▶ [Work required]
The task calls for every line of the data to be repeated exactly.

· · · ·

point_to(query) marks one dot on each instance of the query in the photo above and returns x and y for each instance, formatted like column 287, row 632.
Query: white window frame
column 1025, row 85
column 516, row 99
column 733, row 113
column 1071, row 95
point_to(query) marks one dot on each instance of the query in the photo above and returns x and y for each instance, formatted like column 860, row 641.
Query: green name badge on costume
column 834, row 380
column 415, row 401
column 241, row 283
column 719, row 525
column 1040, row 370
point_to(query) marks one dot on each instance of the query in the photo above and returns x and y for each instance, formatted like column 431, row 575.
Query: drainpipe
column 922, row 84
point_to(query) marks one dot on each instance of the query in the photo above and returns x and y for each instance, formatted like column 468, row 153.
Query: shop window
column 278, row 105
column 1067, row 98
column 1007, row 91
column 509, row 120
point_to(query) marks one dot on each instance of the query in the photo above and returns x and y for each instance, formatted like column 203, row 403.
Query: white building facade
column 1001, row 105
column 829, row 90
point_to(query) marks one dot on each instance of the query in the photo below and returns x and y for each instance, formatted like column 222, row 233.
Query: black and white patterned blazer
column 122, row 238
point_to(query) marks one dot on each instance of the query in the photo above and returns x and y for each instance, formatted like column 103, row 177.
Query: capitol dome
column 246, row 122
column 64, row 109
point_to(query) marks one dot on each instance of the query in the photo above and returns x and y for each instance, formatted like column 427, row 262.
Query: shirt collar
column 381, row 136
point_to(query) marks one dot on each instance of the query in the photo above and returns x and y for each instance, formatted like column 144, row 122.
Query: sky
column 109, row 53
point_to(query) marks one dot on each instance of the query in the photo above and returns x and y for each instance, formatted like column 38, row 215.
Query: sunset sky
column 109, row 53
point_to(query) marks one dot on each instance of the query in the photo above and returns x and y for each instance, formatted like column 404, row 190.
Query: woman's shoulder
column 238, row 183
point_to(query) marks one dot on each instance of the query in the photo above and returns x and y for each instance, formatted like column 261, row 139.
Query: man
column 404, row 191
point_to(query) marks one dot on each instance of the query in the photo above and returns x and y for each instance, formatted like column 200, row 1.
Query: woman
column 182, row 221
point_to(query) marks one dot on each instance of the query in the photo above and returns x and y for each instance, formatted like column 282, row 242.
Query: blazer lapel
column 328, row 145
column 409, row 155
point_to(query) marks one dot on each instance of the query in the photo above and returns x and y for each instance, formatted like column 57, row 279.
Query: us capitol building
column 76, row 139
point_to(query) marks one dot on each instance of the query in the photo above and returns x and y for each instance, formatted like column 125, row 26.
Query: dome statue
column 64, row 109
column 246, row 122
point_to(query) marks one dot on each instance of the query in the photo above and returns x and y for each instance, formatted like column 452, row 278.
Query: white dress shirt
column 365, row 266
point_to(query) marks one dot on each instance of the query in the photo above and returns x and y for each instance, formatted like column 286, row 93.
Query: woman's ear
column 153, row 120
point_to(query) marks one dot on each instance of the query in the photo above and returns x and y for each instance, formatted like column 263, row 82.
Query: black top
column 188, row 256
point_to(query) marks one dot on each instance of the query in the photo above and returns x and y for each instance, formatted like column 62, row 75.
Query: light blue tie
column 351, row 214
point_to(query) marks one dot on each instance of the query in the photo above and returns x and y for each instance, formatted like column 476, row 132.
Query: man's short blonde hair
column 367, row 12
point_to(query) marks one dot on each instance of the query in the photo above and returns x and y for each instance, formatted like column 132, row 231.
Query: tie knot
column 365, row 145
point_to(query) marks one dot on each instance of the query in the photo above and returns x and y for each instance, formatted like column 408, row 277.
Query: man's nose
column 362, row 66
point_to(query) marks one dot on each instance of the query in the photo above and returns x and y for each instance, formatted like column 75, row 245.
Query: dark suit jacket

· · · ·

▶ [Result of the exercise]
point_to(query) marks one dot on each instance of the query in the photo above and returns x and y for each instance, formatted like column 287, row 632.
Query: white window frame
column 1025, row 85
column 516, row 99
column 733, row 113
column 1071, row 95
point_to(query) marks one dot on each instance of the query in the photo above and returns x and y for each instance, formatted like column 860, row 641.
Query: green name badge on costume
column 834, row 380
column 415, row 401
column 241, row 283
column 719, row 525
column 1040, row 370
point_to(query) marks one dot on each instance of the query in the photo above and returns x and y for each instance, formatted like column 431, row 575.
Query: drainpipe
column 922, row 84
point_to(query) marks one dot on each instance of the query in the photo above and returns x and y for each instance, formatted like column 468, row 153.
Query: shop window
column 278, row 105
column 1067, row 98
column 1007, row 91
column 509, row 120
point_to(query) marks one dot on each instance of the query in the photo above and returns x and y for each instance, formatted like column 203, row 403.
Query: white building facade
column 1001, row 105
column 829, row 90
point_to(query) marks one dot on each instance of the query in the photo below and returns x and y for each instance, formatted like column 222, row 233.
Query: black and white patterned blazer
column 122, row 238
point_to(query) marks one dot on each instance of the query in the photo above and returns x and y for each instance, formatted like column 103, row 177.
Query: capitol dome
column 246, row 122
column 64, row 109
point_to(query) marks one dot on each instance of the query in the photo above and returns x and y for each instance, formatted like column 427, row 262.
Query: shirt collar
column 381, row 136
point_to(query) marks one dot on each instance of the query in the photo above and returns x and y for each instance, formatted like column 144, row 122.
Query: sky
column 109, row 53
point_to(query) marks one dot on each instance of the query in the photo above and returns x and y for each instance, formatted like column 38, row 215.
Query: sunset sky
column 109, row 53
point_to(query) marks one dot on each instance of the query in the photo above and returns x and y for each instance, formatted like column 404, row 190.
Query: woman's shoulder
column 238, row 183
point_to(query) marks one dot on each instance of the query in the photo above and returns x and y for each instance, formatted like column 261, row 139.
Query: man
column 404, row 191
point_to(query) marks one dot on each instance of the query in the photo above and returns x and y for each instance, formatted like column 200, row 1.
Query: woman
column 182, row 221
point_to(query) marks one dot on each instance of the query in the photo above and returns x and y for each instance, formatted like column 282, row 242.
Query: blazer lapel
column 328, row 145
column 409, row 155
point_to(query) marks one dot on each instance of the query in the photo above and returns x and y for each instance, formatted like column 57, row 279.
Query: us capitol building
column 76, row 139
point_to(query) marks one dot on each instance of the query in the photo above and returns x and y for each instance, formatted like column 125, row 26.
Query: dome statue
column 64, row 109
column 246, row 122
point_to(query) marks one dot on each instance of the query in the photo above and returns x and y for each instance, formatted like column 452, row 278.
Query: white dress shirt
column 365, row 266
point_to(query) marks one dot on each instance of the query in the photo above and returns x and y for each instance, formatted like column 286, row 93.
Query: woman's ear
column 153, row 120
point_to(query) marks one dot on each instance of the query in the photo above and returns x and y for each instance, formatted like column 263, row 82.
Query: black top
column 188, row 256
point_to(query) marks one dot on each instance of the query in the photo above and returns x and y for each instance, formatted like column 62, row 75.
Query: light blue tie
column 351, row 214
point_to(query) marks one dot on each instance of the query in the photo above and returns x and y for each instance, formatted like column 476, row 132.
Query: man's short blonde hair
column 367, row 12
point_to(query) marks one dot on each instance of the query in the photo above and returns x and y for each instance, formatted like column 132, row 231.
Query: tie knot
column 365, row 145
point_to(query) marks one dot on each instance of the query in the photo above and returns x and y for each instance, formatted like column 408, row 277.
Query: man's nose
column 362, row 66
point_to(query) marks one dot on each instance of the query in the photo above and returns x and y for each instance, formatted like column 75, row 245.
Query: dark suit jacket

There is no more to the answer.